_REQUIRED WORK_
Print every line exactly as it appears in the material below.

_TASK DATA_
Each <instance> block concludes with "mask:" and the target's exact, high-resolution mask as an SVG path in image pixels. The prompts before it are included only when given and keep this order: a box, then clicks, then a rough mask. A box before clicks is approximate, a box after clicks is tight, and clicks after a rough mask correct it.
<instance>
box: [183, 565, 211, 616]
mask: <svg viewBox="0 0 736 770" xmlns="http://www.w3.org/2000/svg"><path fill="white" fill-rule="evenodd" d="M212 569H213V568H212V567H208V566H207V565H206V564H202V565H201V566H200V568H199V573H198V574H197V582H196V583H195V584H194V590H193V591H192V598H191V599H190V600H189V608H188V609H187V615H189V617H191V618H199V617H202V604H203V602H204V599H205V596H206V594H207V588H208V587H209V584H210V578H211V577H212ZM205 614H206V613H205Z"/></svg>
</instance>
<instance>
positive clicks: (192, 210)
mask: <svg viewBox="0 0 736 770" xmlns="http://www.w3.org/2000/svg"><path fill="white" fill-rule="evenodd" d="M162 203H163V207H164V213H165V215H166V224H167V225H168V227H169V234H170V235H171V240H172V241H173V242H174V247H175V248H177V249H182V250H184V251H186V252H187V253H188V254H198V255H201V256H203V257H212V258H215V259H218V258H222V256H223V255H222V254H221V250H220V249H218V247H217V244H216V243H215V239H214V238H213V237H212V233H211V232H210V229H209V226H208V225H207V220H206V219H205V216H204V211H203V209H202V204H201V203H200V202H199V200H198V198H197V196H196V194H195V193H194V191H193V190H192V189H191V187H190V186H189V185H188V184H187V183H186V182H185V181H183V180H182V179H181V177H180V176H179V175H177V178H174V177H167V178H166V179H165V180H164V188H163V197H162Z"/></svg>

_SOLUTION FOR THIS PROBLEM_
Each <instance> block concludes with "mask:" and the target's exact, high-resolution mask as an SVG path in image pixels. The prompts before it are included only when given and keep this order: a box, then clicks, then a rough mask. A box before clicks is approximate, a box after clicks is tight, and clicks after a rough mask correct it.
<instance>
box: [183, 565, 211, 616]
mask: <svg viewBox="0 0 736 770" xmlns="http://www.w3.org/2000/svg"><path fill="white" fill-rule="evenodd" d="M212 569H213V568H212V567H208V566H207V565H206V564H202V565H201V566H200V568H199V573H198V574H197V582H196V583H195V584H194V590H193V591H192V598H191V599H190V600H189V608H188V609H187V615H189V617H191V618H199V617H202V604H203V602H204V599H205V596H206V594H207V588H208V587H209V584H210V578H211V577H212ZM205 614H206V613H205Z"/></svg>
</instance>
<instance>
positive clicks: (192, 210)
mask: <svg viewBox="0 0 736 770" xmlns="http://www.w3.org/2000/svg"><path fill="white" fill-rule="evenodd" d="M162 203H163V207H164V213H165V215H166V224H167V225H168V227H169V234H170V235H171V240H172V241H173V242H174V247H175V248H177V249H182V250H184V251H186V252H187V253H188V254H198V255H201V256H203V257H212V258H215V259H218V258H222V256H223V255H222V254H221V250H220V249H218V247H217V244H216V243H215V239H214V238H213V237H212V233H211V232H210V229H209V226H208V225H207V220H206V219H205V216H204V211H203V209H202V204H201V203H200V202H199V200H198V198H197V196H196V194H195V193H194V191H193V190H192V189H191V187H190V186H189V185H188V184H187V183H186V182H185V181H183V180H182V179H181V177H180V176H179V175H177V178H174V177H167V178H166V179H165V180H164V188H163V197H162Z"/></svg>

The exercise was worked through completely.